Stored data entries

-- -- --

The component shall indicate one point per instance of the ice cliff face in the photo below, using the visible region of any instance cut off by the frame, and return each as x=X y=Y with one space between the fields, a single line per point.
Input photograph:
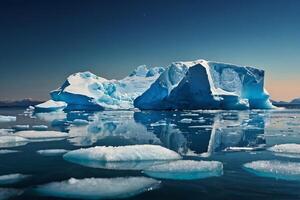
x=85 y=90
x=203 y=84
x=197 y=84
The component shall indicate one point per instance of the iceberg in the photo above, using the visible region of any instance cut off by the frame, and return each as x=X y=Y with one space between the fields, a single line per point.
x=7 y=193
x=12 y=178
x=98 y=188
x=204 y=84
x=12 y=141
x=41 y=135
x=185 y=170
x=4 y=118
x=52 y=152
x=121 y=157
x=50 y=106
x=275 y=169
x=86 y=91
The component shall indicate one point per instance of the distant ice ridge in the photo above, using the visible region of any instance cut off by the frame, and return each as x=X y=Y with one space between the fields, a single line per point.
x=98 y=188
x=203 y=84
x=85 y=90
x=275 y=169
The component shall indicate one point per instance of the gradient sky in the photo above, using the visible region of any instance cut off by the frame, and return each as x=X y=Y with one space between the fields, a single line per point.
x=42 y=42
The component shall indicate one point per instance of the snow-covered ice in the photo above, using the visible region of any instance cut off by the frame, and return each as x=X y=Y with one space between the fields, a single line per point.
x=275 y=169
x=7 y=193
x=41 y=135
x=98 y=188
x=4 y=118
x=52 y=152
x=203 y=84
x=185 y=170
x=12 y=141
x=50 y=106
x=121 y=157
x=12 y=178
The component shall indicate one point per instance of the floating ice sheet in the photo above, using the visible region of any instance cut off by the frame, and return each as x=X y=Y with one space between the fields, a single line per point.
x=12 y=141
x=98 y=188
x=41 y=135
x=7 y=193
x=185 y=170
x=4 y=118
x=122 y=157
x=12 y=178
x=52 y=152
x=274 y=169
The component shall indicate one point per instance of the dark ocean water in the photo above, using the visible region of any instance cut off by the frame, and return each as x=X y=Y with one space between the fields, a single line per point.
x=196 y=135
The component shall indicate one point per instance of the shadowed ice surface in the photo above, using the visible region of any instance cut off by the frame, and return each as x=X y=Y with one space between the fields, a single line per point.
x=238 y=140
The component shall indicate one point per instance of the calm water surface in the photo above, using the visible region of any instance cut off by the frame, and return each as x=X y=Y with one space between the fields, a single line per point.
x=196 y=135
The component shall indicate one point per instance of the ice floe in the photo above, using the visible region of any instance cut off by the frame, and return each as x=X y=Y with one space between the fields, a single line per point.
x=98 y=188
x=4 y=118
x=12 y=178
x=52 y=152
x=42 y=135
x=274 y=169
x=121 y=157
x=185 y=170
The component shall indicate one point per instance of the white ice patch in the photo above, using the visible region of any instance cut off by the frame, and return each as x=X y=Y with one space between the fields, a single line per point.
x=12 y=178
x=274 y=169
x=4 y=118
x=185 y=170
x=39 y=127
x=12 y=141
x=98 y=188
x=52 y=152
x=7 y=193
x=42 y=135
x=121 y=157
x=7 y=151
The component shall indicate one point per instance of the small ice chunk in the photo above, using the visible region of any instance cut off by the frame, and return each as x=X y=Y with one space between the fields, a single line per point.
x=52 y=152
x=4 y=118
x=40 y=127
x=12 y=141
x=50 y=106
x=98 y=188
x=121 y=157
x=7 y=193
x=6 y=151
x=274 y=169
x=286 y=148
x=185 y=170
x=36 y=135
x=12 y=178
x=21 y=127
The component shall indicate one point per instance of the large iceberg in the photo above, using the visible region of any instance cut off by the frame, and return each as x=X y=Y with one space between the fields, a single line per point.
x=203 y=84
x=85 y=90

-- -- --

## What to do:
Pictures are to be dropped, and every record is to be copied exactly.

## Answer area:
The component shall indicate one point per instance of the ice cliff face in the photo below, using the visible region of any instance cut off by the frame, and return each as x=X y=Y with one space between the fields, a single line per point.
Input photograph:
x=85 y=90
x=203 y=84
x=197 y=84
The component shall indicate one point per instance of the iceberg in the photo above, using the visible region of any instance cut off by the frame, and return each as x=X y=Y with one space between the fields, a single line per point.
x=7 y=193
x=12 y=178
x=98 y=188
x=204 y=84
x=12 y=141
x=41 y=135
x=185 y=170
x=4 y=118
x=52 y=152
x=121 y=157
x=50 y=106
x=275 y=169
x=86 y=91
The component shall indicate one point per instance of the distant ice ridge in the photo above, using the visible region of any instance cut off by the frame, and return each as x=X y=Y with one space between the fields, a single line per point.
x=98 y=188
x=203 y=84
x=85 y=90
x=275 y=169
The component shall indicate one point per instance of the gradient sky in the photo above, using the visible region of any instance cut off by the frame, and return each as x=X y=Y with one space between the fields, a single line per point.
x=42 y=42
The component shall indicate one point per instance of the snow-covered ice in the photo above, using the visible region of any instance cut off by the frame, and return each as x=X y=Y with one space between the fields, a single line per point.
x=275 y=169
x=7 y=193
x=41 y=135
x=98 y=188
x=4 y=118
x=52 y=152
x=203 y=84
x=185 y=170
x=12 y=141
x=50 y=106
x=121 y=157
x=12 y=178
The component shall indicate one point per instance of the floating ice sheet in the photo above, using the visible region of any instance cut off by the frame, and return each as x=X y=Y with one space between the fields, a single line per point.
x=12 y=141
x=98 y=188
x=41 y=135
x=7 y=193
x=185 y=170
x=4 y=118
x=122 y=157
x=12 y=178
x=52 y=152
x=274 y=169
The component shall indicate one point per instance of the dark ocean water in the photo above, using the visible region of any instance cut off by the frame, and return each as x=X y=Y with one space between the fields, a single line per point.
x=196 y=135
The component shall indicate one point per instance of the shadowed ice surface in the photo above, using the visible region of any instance cut off by the frame, and return each as x=X y=Y with one space between the fields, a single line per point.
x=238 y=140
The component shall indicate one point per instance of the calm water surface in the photo above, using the visible region of any instance cut off by the frame, and return each as x=X y=Y with one space between the fields, a single line per point.
x=196 y=135
The component shall indicate one point per instance of the ice floe in the photo above, using the visible region of any instance cut off by the frame, and return each as x=X y=Y with one space between the fields, a single line per point.
x=98 y=188
x=4 y=118
x=12 y=178
x=52 y=152
x=42 y=135
x=274 y=169
x=121 y=157
x=185 y=170
The component shall indicate one point per instance of the white ice patch in the photo above, using the visible region of any instance cut off by the frame, and return each as x=X y=Y with one space between the fields, a single line per point.
x=12 y=178
x=274 y=169
x=4 y=118
x=185 y=170
x=39 y=127
x=12 y=141
x=98 y=188
x=52 y=152
x=7 y=193
x=42 y=135
x=121 y=157
x=7 y=151
The component shall indicate one point per instance of the small ice chunk in the photo above, using the visible region of any instance cut off by the frame, and return each as x=X y=Y with one space between the fields, a single line per point.
x=52 y=152
x=4 y=118
x=40 y=127
x=12 y=141
x=50 y=106
x=98 y=188
x=121 y=157
x=7 y=193
x=6 y=151
x=274 y=169
x=286 y=148
x=185 y=170
x=36 y=135
x=12 y=178
x=21 y=127
The component shall indicate one point per instance of the large iceberg in the photo above, using the visible region of any instance cut off by the frame, and return each as x=X y=Y with one space between the fields, a single line per point.
x=203 y=84
x=85 y=90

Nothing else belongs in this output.